Laut dem Oberhaupt der UGKK (Ukrainische griechisch-katholische Kirche) Sviatoslav Shevchuk tragen 80% der Gesellschaft seelische Wunden von diesem Krieg. Und dennoch ist da dieser unerschütterliche Glaube an den Sieg der Wahrheit und den baldigen Frieden. Ungeheuerlich, aber mitten im Krieg muss das Leben weiter gehen. Die Kinder gehen zur Schule; man arbeitet; man trifft sich mit Freunden, geht in ein Lokal. Das alles wird ständig unterbrochen vom Bombenalarm und zwischen 22 Uhr abends und 6 Uhr morgens darf man das Haus nicht verlassen. Aber dazwischen versuchen die Ukrainerinnen und Ukrainer so gut es geht, das Leben weitergehen zu lassen. Das ist ungemein eindrücklich.

Wie unterstützt Kirche in Not gegenwärtig das ukrainische Volk?

Zu lösende Aufgaben:
**1.** Gib aus dem Textauszug über den Kriegsalltag in der Ukraine den Abschnitt von "Laut dem Oberhaupt" bis "ist ungemein eindrücklich." wortgetreu aus.
**2.** Zwischen welchen Uhrzeiten darf man laut dem Textauszug über den Kriegsalltag in der Ukraine das Haus nicht verlassen?
**3.** Setze den Textauszug über den Kriegsalltag in der Ukraine im Anschluss an seinen letzten Satz fort.

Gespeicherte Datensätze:

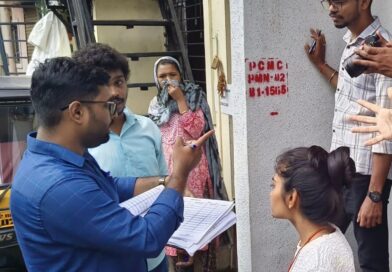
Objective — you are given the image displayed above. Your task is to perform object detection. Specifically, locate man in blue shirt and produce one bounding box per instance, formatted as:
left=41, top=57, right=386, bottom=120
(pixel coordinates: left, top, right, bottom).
left=11, top=58, right=212, bottom=272
left=74, top=43, right=168, bottom=272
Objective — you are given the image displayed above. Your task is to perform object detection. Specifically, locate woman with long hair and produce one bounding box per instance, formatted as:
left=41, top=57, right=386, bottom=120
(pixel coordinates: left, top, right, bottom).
left=148, top=57, right=227, bottom=271
left=270, top=146, right=355, bottom=272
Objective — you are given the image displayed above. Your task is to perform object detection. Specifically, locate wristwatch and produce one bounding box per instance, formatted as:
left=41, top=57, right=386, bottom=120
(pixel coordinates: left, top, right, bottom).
left=368, top=191, right=381, bottom=203
left=158, top=176, right=167, bottom=187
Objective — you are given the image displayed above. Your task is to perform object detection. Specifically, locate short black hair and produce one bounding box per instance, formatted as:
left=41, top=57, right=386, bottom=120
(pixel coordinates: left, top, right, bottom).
left=73, top=43, right=130, bottom=79
left=31, top=57, right=110, bottom=128
left=275, top=146, right=355, bottom=225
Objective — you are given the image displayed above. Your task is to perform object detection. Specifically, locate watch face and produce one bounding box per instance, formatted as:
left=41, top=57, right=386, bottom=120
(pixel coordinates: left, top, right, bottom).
left=368, top=192, right=381, bottom=202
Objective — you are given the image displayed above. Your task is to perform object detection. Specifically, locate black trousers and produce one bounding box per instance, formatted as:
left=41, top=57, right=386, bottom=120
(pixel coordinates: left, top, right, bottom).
left=337, top=174, right=391, bottom=272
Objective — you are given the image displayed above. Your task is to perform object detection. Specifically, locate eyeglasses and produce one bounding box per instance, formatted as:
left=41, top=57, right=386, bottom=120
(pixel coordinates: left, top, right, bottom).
left=60, top=100, right=117, bottom=116
left=321, top=0, right=347, bottom=10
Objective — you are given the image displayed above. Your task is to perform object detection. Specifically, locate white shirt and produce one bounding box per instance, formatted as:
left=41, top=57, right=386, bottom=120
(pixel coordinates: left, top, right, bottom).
left=290, top=227, right=355, bottom=272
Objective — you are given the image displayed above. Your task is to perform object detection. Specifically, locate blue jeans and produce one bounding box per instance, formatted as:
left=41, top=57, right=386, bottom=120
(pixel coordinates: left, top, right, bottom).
left=150, top=257, right=168, bottom=272
left=337, top=174, right=391, bottom=272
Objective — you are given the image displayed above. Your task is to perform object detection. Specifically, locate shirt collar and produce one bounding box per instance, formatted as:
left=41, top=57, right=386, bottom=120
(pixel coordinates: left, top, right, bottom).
left=27, top=132, right=88, bottom=167
left=343, top=16, right=381, bottom=44
left=121, top=108, right=137, bottom=134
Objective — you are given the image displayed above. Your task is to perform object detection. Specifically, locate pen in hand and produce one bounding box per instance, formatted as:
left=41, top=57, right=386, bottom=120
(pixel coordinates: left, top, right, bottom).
left=308, top=30, right=321, bottom=54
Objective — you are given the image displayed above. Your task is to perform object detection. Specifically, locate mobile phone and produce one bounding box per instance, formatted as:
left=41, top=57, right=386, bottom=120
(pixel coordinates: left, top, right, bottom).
left=308, top=30, right=321, bottom=54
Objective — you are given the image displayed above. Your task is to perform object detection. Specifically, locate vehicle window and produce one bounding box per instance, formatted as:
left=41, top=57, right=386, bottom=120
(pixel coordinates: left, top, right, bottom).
left=0, top=102, right=34, bottom=184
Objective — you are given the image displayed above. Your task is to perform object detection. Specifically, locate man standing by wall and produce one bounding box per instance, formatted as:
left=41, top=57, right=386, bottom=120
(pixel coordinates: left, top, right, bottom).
left=305, top=0, right=392, bottom=272
left=74, top=43, right=167, bottom=271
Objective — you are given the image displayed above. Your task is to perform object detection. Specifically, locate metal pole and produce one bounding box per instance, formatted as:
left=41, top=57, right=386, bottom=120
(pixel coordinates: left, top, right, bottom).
left=0, top=1, right=16, bottom=73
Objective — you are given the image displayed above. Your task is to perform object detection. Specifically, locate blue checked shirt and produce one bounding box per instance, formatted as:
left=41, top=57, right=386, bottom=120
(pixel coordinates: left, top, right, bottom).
left=331, top=17, right=392, bottom=179
left=11, top=133, right=184, bottom=272
left=89, top=108, right=168, bottom=271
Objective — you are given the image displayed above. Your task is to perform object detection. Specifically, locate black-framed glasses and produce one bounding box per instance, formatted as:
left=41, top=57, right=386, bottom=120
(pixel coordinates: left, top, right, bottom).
left=321, top=0, right=347, bottom=10
left=60, top=100, right=117, bottom=116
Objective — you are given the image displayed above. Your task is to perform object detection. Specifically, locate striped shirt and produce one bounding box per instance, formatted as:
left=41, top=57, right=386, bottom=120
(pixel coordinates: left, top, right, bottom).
left=331, top=17, right=392, bottom=179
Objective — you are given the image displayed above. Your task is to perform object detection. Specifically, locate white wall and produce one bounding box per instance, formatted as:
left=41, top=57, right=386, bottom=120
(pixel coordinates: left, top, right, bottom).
left=230, top=0, right=392, bottom=272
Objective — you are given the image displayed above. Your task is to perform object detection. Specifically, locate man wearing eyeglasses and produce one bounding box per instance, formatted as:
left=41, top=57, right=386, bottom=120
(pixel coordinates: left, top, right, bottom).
left=73, top=43, right=168, bottom=272
left=11, top=58, right=212, bottom=272
left=305, top=0, right=392, bottom=272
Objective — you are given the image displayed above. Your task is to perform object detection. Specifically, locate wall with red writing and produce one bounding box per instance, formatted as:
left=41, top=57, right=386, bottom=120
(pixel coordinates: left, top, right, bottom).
left=230, top=0, right=392, bottom=271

Antworten je Aufgabe:
**1.**
Laut dem Oberhaupt der UGKK (Ukrainische griechisch-katholische Kirche) Sviatoslav Shevchuk tragen 80% der Gesellschaft seelische Wunden von diesem Krieg. Und dennoch ist da dieser unerschütterliche Glaube an den Sieg der Wahrheit und den baldigen Frieden. Ungeheuerlich, aber mitten im Krieg muss das Leben weiter gehen. Die Kinder gehen zur Schule; man arbeitet; man trifft sich mit Freunden, geht in ein Lokal. Das alles wird ständig unterbrochen vom Bombenalarm und zwischen 22 Uhr abends und 6 Uhr morgens darf man das Haus nicht verlassen. Aber dazwischen versuchen die Ukrainerinnen und Ukrainer so gut es geht, das Leben weitergehen zu lassen. Das ist ungemein eindrücklich.

**2.** Zwischen 22 Uhr abends und 6 Uhr morgens.

**3.**
Direkt nach der Invasion im Februar 2022 haben wir sofort unsere Freunde wie zum Beispiel den Grosserzbischof Sviatoslav Shevchuk angerufen und gefragt: Was braucht ihr? Womit kann Kirche in Not Ihnen helfen? Die Situation war so, dass es diese grosse Fluchtbewegung aus dem Osten gab. Hauptsächlich Frauen mit Kindern, Ältere und Kranke, die massenweise ihr Zuhause zurückgelassen haben und in die Westukraine oder das Ausland, hauptsächlich Polen, geflohen sind. Die Priester und Ordensleute sind jedoch geblieben. Da ging es darum, die Existenz dieser Zurückbleibenden zu sichern, damit sie vor Ort weiterwirken können.

Im Westen der Ukraine unterstützen wir die kirchlichen Institutionen, die Binnenflüchtlinge aufgenommen haben. Kirchen, Klöster, Pfarrhäuser und Priesterseminare - alle wurden für die Flüchtenden geöffnet. Die kirchlichen Institutionen platzten von einem Tag auf den anderen aus allen Nähten. Nebst der Unterstützung mit Geld haben wir 2022 über 100 Autos mitfinanziert, die für die Seelsorge in der Kriegszeit und Verteilung der Güter unabdingbar sind. Die Priester und Schwestern helfen auch bei Behördengängen oder bei der Organisation von Transporten.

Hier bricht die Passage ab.